* **Dataset excerpts**
□ □ □

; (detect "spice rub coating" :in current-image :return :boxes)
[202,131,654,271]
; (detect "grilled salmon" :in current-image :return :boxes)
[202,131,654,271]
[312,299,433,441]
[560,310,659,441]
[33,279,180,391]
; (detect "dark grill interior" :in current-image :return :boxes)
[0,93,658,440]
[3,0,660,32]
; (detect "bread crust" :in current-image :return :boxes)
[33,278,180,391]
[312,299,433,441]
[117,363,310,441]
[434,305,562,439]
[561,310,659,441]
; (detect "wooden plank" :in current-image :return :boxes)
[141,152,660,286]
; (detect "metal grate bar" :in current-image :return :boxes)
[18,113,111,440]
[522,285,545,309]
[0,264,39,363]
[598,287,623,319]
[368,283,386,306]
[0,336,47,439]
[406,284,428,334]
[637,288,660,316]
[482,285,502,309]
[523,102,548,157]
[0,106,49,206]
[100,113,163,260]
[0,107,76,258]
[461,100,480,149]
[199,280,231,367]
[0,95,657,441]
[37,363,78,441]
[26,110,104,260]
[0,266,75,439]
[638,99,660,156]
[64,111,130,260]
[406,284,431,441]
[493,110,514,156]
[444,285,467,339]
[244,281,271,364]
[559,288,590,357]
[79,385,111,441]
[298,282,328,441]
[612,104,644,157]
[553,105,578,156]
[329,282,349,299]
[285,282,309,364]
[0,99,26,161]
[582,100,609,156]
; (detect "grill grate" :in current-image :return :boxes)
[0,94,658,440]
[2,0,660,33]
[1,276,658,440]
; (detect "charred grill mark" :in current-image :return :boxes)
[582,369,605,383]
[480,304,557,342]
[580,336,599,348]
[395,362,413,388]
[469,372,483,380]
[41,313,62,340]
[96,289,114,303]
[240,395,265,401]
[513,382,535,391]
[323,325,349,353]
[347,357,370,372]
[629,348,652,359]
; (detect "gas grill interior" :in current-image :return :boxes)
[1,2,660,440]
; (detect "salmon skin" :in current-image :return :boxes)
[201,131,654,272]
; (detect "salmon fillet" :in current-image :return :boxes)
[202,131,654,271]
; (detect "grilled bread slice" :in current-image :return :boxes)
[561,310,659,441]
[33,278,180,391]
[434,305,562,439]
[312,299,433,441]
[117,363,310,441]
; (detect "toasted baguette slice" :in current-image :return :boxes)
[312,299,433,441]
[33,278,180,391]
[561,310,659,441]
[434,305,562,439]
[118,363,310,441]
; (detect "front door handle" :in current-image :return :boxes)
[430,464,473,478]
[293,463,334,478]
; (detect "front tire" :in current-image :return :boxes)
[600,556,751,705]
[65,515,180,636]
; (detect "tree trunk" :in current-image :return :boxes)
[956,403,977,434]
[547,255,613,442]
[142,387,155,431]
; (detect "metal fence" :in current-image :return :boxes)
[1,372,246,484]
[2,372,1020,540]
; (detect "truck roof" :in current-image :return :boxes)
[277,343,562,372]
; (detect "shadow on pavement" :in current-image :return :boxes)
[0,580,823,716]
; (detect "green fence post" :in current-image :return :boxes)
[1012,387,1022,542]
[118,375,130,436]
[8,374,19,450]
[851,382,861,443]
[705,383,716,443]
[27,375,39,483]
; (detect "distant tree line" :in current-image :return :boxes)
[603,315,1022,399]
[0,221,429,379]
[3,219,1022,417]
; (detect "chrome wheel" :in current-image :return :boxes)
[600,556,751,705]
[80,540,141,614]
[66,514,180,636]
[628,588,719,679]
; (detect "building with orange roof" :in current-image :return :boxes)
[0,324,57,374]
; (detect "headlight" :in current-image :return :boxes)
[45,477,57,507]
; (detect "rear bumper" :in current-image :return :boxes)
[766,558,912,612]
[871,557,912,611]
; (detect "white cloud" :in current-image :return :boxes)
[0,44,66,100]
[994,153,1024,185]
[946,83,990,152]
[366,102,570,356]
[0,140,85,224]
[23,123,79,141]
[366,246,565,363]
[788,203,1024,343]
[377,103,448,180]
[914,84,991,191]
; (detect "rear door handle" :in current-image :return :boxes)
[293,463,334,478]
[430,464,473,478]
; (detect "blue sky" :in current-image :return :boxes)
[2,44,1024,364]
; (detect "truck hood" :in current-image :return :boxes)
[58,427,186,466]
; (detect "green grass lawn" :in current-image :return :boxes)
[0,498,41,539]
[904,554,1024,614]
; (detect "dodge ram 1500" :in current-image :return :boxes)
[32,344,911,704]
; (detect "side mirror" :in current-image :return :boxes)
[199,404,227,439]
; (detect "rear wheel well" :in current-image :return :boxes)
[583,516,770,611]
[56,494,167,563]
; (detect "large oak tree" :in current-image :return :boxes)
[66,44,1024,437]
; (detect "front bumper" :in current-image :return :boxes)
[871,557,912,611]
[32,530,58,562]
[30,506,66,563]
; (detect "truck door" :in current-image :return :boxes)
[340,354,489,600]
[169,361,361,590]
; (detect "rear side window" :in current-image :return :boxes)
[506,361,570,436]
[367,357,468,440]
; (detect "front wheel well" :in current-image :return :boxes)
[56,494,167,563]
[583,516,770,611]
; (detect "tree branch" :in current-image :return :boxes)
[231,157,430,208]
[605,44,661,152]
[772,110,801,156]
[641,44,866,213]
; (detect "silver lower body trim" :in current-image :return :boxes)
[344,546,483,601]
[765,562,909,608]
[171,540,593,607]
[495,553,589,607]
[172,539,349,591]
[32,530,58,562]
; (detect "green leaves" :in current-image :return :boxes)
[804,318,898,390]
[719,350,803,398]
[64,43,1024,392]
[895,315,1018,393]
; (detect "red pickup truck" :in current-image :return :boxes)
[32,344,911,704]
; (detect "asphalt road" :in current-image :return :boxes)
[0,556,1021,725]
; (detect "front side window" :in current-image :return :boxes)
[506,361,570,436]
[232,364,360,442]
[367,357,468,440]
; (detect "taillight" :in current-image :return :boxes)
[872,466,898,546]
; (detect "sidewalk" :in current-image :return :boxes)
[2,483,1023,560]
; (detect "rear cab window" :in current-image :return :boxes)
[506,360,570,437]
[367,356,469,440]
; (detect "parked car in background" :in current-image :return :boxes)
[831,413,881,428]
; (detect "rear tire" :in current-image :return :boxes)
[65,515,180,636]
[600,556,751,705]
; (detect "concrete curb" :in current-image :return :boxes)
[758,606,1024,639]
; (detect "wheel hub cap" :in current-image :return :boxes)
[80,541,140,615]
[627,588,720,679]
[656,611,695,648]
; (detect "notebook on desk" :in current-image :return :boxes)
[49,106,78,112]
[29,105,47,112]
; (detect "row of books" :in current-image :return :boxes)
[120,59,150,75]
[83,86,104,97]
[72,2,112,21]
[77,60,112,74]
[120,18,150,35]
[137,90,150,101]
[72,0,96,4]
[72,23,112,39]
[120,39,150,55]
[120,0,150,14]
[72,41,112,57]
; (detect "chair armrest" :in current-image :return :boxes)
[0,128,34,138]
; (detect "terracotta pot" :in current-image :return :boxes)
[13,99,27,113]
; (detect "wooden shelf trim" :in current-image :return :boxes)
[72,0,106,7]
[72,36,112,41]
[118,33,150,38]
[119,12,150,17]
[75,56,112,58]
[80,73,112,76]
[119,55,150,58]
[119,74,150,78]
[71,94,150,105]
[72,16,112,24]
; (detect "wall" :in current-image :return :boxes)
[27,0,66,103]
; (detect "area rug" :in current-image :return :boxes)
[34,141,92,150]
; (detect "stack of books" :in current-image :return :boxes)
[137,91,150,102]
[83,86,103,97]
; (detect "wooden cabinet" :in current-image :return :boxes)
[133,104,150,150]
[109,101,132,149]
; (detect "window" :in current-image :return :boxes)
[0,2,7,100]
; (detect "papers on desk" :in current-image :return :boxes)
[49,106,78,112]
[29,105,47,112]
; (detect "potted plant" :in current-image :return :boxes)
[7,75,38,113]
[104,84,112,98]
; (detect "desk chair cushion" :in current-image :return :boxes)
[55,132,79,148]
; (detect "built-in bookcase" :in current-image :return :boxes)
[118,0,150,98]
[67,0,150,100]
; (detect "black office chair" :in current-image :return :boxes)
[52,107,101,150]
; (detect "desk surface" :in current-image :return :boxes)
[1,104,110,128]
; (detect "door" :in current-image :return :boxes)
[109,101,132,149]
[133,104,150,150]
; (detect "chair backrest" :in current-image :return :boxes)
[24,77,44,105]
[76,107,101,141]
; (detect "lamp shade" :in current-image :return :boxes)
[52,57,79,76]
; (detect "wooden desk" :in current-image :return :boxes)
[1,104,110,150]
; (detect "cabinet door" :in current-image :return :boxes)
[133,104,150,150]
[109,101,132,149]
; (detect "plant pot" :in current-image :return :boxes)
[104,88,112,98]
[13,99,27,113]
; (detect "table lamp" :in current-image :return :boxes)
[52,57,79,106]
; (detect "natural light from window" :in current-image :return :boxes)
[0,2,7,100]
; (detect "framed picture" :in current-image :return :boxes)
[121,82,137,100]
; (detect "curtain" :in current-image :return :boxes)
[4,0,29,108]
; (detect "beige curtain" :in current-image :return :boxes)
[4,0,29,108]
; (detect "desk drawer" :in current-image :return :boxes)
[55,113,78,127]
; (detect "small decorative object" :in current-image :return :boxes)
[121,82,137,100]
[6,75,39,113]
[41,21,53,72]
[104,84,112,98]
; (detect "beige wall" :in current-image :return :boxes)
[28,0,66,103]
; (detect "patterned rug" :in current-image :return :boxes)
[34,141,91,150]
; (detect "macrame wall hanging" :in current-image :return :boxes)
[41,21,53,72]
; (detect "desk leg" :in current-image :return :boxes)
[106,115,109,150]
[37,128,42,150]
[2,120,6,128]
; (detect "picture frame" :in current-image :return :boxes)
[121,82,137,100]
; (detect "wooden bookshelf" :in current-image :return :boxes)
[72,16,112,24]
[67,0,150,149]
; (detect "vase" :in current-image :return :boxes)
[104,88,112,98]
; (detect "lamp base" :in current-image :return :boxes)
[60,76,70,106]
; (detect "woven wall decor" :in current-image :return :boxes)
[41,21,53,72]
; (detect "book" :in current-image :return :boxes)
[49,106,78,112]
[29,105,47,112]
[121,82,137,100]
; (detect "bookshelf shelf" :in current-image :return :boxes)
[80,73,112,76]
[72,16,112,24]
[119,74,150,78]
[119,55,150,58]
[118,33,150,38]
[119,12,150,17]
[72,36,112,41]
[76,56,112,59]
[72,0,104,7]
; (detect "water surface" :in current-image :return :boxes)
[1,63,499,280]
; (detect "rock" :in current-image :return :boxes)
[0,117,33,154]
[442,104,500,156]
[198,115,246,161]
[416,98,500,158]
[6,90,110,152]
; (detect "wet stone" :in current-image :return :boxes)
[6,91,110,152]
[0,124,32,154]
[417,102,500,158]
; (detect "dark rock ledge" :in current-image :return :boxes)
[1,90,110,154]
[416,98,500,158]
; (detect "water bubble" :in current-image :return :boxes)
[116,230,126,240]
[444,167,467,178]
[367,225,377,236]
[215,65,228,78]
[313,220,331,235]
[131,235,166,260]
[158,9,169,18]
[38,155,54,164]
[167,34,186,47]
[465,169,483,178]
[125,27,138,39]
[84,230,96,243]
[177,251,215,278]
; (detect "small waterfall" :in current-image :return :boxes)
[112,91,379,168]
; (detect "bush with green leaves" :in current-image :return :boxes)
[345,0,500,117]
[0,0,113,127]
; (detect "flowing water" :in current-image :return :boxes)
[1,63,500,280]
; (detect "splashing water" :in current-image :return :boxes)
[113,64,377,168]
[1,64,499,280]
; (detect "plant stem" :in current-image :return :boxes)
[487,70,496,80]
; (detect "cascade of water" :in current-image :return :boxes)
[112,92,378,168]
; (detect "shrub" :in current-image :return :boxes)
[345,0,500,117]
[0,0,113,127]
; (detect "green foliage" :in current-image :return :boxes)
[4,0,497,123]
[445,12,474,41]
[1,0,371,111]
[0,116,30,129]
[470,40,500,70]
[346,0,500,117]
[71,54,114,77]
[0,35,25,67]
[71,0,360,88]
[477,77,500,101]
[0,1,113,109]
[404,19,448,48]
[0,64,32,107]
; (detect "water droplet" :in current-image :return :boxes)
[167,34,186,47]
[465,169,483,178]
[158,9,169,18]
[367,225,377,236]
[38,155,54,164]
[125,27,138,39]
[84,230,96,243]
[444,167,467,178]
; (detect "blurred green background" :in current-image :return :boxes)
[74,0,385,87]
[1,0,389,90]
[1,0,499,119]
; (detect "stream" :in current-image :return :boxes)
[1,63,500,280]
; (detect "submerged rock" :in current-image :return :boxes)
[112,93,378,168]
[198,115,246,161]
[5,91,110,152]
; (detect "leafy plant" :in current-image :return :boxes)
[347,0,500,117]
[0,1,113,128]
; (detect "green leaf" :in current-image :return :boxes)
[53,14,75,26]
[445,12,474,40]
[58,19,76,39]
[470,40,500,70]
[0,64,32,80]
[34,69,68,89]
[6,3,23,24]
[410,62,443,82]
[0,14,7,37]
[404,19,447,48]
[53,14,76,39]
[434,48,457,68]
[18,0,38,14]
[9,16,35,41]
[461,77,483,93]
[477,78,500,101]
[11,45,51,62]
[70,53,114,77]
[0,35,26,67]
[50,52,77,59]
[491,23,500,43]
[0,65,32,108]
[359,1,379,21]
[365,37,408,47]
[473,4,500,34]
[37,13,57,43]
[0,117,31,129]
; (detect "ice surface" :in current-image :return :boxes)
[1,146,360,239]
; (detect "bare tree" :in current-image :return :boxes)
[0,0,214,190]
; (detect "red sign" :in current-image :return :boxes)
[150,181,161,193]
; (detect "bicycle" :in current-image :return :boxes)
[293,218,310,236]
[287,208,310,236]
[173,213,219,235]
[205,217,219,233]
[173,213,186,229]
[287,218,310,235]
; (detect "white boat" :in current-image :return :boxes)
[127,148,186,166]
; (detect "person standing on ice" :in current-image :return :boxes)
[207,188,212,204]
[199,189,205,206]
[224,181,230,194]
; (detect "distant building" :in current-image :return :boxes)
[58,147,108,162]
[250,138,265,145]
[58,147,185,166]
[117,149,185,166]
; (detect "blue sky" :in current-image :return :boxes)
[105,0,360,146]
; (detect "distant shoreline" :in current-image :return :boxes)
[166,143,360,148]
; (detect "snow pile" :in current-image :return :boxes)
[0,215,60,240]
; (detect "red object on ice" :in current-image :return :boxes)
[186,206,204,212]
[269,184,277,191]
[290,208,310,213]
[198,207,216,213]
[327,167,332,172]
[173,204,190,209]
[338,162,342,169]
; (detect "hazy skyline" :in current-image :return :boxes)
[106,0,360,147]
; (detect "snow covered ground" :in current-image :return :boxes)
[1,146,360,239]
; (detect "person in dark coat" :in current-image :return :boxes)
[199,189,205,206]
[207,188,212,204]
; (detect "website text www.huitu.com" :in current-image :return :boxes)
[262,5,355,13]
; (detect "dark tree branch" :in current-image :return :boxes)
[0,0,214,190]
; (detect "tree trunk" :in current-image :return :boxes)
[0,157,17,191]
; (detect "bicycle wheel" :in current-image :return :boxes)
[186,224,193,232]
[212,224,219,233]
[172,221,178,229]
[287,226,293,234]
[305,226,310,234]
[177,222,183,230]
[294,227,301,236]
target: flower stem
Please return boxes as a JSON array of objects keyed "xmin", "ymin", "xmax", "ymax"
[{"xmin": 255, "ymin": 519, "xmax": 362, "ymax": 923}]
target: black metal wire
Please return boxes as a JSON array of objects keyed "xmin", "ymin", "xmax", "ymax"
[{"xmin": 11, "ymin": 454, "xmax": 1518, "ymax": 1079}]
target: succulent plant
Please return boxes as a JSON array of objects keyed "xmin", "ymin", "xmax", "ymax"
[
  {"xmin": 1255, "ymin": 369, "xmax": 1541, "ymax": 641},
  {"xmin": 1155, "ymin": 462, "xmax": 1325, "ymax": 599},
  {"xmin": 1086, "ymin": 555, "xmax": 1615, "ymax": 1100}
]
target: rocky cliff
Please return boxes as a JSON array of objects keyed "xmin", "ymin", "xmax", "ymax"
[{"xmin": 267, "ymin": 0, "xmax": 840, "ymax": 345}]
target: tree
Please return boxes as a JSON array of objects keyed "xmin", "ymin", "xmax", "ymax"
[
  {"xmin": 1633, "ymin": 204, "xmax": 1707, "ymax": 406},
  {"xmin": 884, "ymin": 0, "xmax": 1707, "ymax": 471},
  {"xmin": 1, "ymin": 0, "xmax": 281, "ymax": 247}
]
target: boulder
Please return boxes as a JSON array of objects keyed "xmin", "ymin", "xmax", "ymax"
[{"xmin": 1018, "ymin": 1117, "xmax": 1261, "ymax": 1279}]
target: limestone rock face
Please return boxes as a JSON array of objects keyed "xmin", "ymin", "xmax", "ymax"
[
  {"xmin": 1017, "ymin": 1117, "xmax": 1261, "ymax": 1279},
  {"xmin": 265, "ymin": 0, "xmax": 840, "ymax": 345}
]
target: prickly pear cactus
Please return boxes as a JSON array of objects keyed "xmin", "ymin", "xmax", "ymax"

□ □ □

* **Your objective**
For each line above that contains the word "target", make a copy.

* **Your response**
target: flower stem
target: black metal wire
target: succulent plant
target: rocky cliff
target: tree
target: boulder
target: limestone rock face
target: prickly pear cactus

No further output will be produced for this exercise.